EXERCISE DESCRIPTION> Reproduce only the part of the data that opens with the line containing "Task: annotate each instance of the bear's ear" and runs to the end of the data, keeping every line, requests included. Scale each coordinate in the answers by 1.05 and round it to a whole number, rounding halves up.

..............................

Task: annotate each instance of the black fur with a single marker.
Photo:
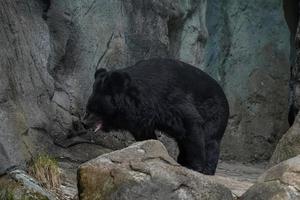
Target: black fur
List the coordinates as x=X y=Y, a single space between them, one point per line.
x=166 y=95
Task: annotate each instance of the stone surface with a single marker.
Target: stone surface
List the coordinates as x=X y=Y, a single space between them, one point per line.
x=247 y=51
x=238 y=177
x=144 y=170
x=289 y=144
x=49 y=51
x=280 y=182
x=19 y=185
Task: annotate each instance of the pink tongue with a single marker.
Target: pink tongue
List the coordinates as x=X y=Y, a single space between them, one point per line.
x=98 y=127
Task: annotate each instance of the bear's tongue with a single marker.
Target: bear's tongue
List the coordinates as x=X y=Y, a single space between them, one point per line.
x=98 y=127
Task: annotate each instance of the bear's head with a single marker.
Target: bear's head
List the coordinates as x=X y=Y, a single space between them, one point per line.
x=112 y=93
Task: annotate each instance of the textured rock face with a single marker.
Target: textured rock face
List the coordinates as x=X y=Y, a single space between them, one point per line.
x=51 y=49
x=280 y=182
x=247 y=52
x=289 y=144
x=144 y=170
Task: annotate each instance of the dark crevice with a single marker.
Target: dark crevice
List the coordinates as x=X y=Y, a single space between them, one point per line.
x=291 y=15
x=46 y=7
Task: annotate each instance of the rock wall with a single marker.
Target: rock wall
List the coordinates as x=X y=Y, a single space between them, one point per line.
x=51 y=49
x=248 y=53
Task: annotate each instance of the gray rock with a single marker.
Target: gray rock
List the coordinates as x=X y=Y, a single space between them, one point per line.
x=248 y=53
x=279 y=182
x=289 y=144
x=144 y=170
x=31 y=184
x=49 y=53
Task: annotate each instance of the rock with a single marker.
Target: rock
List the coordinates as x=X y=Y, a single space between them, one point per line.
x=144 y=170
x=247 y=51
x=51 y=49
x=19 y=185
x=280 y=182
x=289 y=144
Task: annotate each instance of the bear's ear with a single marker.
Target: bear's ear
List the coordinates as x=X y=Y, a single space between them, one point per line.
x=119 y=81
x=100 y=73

..............................

SOLUTION TO THIS EXERCISE>
Task: annotate each instance of the bear's ear with a single marker.
Target: bear's ear
List the coordinates as x=X y=Y, a single space between them, one point per line.
x=125 y=85
x=105 y=77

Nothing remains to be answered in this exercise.